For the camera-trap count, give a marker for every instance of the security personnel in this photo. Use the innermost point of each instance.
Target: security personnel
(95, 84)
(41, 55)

* * *

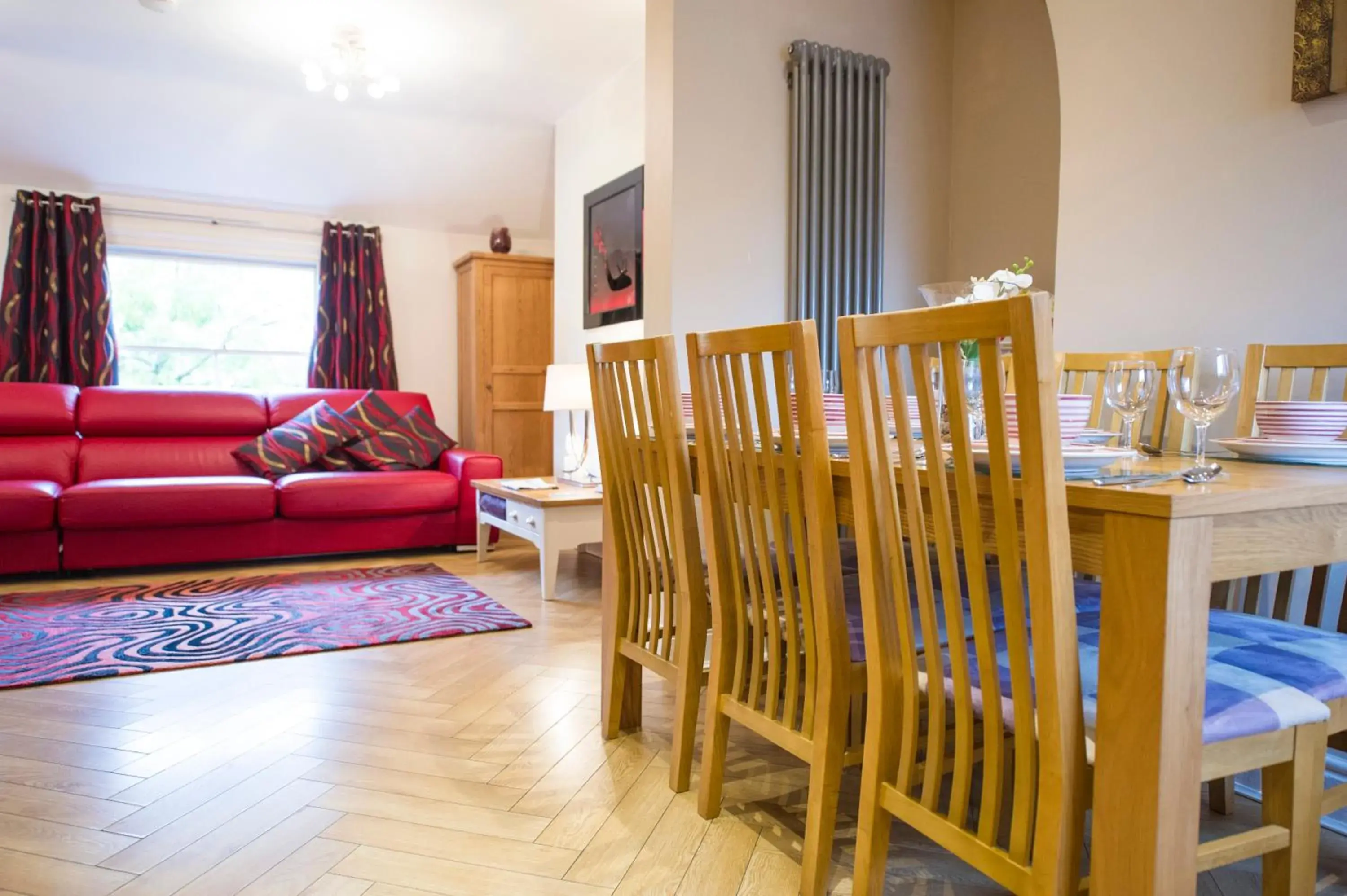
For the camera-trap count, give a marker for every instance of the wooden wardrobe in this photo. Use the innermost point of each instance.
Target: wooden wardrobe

...

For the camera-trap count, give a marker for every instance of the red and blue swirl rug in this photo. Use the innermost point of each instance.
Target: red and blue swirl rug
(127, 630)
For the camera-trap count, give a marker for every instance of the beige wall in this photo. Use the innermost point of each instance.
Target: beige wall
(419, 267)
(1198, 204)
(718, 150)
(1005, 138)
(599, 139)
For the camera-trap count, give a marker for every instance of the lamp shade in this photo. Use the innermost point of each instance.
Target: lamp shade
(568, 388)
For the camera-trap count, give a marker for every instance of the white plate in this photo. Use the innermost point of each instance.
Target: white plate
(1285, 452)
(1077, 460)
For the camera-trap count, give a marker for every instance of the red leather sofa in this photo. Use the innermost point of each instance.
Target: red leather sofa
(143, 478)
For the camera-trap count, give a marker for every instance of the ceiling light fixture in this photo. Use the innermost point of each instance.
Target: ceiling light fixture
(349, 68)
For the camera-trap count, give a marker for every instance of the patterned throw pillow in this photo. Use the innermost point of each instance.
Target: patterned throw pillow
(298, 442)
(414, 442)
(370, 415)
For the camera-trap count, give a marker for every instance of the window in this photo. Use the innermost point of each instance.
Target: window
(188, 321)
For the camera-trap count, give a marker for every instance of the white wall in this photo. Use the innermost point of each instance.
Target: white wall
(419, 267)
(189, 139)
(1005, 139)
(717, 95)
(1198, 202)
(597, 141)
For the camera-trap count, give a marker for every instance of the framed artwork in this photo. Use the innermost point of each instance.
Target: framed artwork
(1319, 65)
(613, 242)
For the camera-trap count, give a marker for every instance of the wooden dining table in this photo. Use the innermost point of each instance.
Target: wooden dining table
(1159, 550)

§ **What needs to be done**
Only the lines from the one containing "Target: beige wall" through the one containing "of the patterned" are to be retyped, both boundary lines included, with no other material.

§ **Solution to this problem**
Target: beige wall
(419, 267)
(1198, 204)
(718, 150)
(1005, 138)
(599, 139)
For the camera-trap count, give a marker for every instance of the lamp shade in this photo. Use the innermost point of each instance.
Target: lamp shade
(568, 388)
For the camera-trap count, give a marker for every instance of the white plate in this photo. Use the innermost point of each instance.
Target: white plate
(1285, 452)
(1077, 460)
For the camera-trap count, give a marker for every instance of the red leather sofa in this photo. Use the innermost point of each instance.
Target: red leather sofa
(143, 478)
For the camera-trap count, give a marker for every instance of the ceiling light fixture in this photo. Use the innermost point of each instance.
Target: ceiling light fixture
(349, 68)
For the camera-trap count, give a marker for every instance of the patterned throw pillow in this photo. Use the innermost point of each instance.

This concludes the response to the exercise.